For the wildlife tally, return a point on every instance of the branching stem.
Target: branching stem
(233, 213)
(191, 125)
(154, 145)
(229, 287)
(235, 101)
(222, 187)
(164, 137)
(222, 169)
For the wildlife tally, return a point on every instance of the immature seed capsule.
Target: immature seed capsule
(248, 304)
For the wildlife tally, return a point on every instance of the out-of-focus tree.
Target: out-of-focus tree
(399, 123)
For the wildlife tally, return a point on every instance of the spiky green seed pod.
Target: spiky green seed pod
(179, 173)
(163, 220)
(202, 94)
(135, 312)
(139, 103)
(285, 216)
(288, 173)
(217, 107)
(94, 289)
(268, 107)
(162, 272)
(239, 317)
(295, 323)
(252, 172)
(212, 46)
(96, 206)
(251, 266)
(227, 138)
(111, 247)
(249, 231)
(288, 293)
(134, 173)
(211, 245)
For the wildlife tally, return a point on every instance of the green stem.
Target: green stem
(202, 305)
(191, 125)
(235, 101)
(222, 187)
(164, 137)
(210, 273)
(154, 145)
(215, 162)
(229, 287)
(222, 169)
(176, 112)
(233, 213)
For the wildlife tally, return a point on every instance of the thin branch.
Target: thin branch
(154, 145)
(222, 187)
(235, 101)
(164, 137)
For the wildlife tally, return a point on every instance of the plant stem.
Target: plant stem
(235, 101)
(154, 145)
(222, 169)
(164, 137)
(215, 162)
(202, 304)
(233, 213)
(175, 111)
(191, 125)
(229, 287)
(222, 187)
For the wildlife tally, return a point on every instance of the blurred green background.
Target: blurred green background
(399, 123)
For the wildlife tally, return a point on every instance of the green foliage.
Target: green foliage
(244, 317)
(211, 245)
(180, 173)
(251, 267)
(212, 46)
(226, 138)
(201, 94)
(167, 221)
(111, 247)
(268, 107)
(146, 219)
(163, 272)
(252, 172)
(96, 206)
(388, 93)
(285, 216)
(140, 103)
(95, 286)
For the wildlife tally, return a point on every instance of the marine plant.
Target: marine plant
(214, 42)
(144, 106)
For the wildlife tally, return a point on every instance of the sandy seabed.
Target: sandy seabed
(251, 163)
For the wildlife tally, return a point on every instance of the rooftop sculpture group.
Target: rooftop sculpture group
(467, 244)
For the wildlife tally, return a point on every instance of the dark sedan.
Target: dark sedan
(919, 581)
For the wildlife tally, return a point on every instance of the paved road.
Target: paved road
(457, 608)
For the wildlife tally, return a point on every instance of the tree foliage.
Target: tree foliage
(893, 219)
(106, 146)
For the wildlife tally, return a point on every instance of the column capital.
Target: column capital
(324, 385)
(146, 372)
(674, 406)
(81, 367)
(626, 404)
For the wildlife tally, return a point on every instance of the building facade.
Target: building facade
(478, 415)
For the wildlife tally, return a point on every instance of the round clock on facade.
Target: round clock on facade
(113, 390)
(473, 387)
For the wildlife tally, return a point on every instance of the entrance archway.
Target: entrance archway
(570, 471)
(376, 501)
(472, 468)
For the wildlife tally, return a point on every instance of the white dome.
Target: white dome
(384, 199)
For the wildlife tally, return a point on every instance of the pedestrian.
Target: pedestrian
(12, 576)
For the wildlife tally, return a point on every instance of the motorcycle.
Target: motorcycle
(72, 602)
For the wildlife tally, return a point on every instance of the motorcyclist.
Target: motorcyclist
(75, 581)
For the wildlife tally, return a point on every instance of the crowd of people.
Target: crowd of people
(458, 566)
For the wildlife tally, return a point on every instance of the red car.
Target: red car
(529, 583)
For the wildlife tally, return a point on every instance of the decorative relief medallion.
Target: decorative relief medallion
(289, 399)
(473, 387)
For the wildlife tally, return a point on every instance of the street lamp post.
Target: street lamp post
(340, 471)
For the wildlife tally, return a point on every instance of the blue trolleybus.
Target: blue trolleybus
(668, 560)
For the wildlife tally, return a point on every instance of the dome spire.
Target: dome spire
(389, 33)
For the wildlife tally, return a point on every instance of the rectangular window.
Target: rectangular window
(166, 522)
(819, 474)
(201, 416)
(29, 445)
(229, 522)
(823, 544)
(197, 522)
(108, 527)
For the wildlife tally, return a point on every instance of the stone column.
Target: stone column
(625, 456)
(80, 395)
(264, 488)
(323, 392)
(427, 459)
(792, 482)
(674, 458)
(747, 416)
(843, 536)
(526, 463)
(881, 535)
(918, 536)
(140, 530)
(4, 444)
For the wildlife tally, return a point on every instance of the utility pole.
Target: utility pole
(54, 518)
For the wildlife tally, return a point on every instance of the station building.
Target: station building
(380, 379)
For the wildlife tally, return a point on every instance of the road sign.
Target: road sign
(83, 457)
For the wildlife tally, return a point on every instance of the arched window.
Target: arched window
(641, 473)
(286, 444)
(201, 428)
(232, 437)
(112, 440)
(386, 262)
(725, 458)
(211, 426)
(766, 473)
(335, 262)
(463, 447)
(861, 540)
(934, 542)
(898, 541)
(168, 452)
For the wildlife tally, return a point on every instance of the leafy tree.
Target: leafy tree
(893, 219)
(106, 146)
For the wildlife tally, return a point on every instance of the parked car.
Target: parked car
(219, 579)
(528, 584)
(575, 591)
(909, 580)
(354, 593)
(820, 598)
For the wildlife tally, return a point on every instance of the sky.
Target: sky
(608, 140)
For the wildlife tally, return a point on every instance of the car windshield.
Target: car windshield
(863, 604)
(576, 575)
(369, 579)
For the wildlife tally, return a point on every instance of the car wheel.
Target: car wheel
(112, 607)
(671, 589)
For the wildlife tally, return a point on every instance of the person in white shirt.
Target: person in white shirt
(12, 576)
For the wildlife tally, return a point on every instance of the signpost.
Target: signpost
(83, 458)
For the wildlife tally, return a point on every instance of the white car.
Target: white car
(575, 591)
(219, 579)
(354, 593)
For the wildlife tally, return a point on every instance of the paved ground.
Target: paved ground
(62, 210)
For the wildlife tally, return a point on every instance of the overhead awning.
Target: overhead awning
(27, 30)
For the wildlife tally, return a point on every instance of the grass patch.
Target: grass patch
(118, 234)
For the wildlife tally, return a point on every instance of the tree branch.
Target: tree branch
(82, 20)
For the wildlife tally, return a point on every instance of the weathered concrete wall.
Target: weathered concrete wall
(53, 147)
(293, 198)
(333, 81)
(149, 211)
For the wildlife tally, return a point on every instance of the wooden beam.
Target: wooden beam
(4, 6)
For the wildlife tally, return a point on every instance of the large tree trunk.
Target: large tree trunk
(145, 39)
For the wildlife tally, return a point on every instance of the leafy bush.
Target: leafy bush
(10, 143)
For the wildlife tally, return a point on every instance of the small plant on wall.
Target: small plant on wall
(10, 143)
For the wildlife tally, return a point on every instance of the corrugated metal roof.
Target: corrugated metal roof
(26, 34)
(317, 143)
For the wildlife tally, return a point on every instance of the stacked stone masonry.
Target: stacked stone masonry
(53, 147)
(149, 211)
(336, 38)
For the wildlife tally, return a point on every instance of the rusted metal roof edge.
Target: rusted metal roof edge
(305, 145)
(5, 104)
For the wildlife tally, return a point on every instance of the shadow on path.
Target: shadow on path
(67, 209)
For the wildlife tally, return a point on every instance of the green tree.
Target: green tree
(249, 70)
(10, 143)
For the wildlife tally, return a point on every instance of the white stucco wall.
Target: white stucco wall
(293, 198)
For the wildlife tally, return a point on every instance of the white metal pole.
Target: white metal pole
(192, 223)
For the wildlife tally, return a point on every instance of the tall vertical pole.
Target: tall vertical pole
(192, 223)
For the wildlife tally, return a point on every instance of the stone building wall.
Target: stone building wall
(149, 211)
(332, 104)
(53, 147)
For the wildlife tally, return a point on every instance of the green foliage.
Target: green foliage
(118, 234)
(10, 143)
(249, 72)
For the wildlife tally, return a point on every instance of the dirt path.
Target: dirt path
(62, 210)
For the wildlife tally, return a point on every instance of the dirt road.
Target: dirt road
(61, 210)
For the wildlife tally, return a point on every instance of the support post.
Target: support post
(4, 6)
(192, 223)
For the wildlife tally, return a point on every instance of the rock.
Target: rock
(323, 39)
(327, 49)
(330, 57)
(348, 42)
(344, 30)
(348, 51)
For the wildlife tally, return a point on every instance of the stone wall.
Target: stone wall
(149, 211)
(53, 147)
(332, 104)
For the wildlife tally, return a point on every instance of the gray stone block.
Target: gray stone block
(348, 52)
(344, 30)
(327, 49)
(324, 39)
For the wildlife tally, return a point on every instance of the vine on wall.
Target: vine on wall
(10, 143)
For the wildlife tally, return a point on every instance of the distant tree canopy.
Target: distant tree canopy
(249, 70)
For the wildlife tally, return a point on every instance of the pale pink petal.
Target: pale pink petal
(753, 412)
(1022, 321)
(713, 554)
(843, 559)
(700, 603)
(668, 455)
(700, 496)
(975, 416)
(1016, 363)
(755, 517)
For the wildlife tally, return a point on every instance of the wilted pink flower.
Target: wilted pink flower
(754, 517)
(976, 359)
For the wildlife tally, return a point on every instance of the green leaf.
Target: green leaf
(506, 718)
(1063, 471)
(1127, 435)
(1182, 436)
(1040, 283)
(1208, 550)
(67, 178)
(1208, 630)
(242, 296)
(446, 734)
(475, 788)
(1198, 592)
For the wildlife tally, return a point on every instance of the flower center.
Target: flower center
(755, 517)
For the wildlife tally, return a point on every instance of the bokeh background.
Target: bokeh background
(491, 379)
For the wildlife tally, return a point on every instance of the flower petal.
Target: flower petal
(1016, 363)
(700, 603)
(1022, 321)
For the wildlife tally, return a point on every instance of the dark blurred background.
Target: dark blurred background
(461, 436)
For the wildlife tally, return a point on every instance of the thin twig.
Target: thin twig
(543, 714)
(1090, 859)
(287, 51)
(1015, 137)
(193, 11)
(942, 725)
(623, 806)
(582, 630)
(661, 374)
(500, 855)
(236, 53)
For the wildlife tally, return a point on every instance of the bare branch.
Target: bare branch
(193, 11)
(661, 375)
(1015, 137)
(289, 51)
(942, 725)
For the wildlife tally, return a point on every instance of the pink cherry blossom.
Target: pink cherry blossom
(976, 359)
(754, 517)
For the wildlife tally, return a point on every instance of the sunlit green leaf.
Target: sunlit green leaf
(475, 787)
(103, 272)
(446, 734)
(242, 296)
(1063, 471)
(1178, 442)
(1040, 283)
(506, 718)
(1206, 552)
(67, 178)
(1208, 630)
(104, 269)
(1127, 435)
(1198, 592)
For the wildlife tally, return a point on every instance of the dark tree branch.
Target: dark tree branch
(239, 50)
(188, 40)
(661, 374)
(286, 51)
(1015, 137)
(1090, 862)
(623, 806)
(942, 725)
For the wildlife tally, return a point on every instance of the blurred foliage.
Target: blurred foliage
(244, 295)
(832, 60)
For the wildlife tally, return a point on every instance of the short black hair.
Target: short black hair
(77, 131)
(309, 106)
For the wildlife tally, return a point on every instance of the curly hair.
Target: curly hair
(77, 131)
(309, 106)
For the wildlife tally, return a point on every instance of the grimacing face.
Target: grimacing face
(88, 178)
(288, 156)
○ ○ ○ ○
* _What to work on_:
Each line from the one with "dark tree branch." through the last line of the records must be written out word for word. Include nothing else.

* _Answer below_:
For the wildlife tally, return a point on every instance of the dark tree branch.
Target: dark tree branch
(239, 50)
(188, 40)
(661, 374)
(286, 51)
(1015, 137)
(1090, 862)
(623, 806)
(942, 725)
For the wildlife tally, return a point on every instance of the blurred foliage.
Target: blurred foliage
(244, 295)
(832, 60)
For the wildlife tally, return a point on every instance of the short black hair.
Target: short black hair
(77, 131)
(309, 106)
For the wildlife tally, return a point on every instance of the curly hair.
Target: curly hair
(77, 131)
(309, 106)
For the wildlife tally, return a point on every instance of the grimacing face.
Target: grimacing face
(88, 178)
(288, 156)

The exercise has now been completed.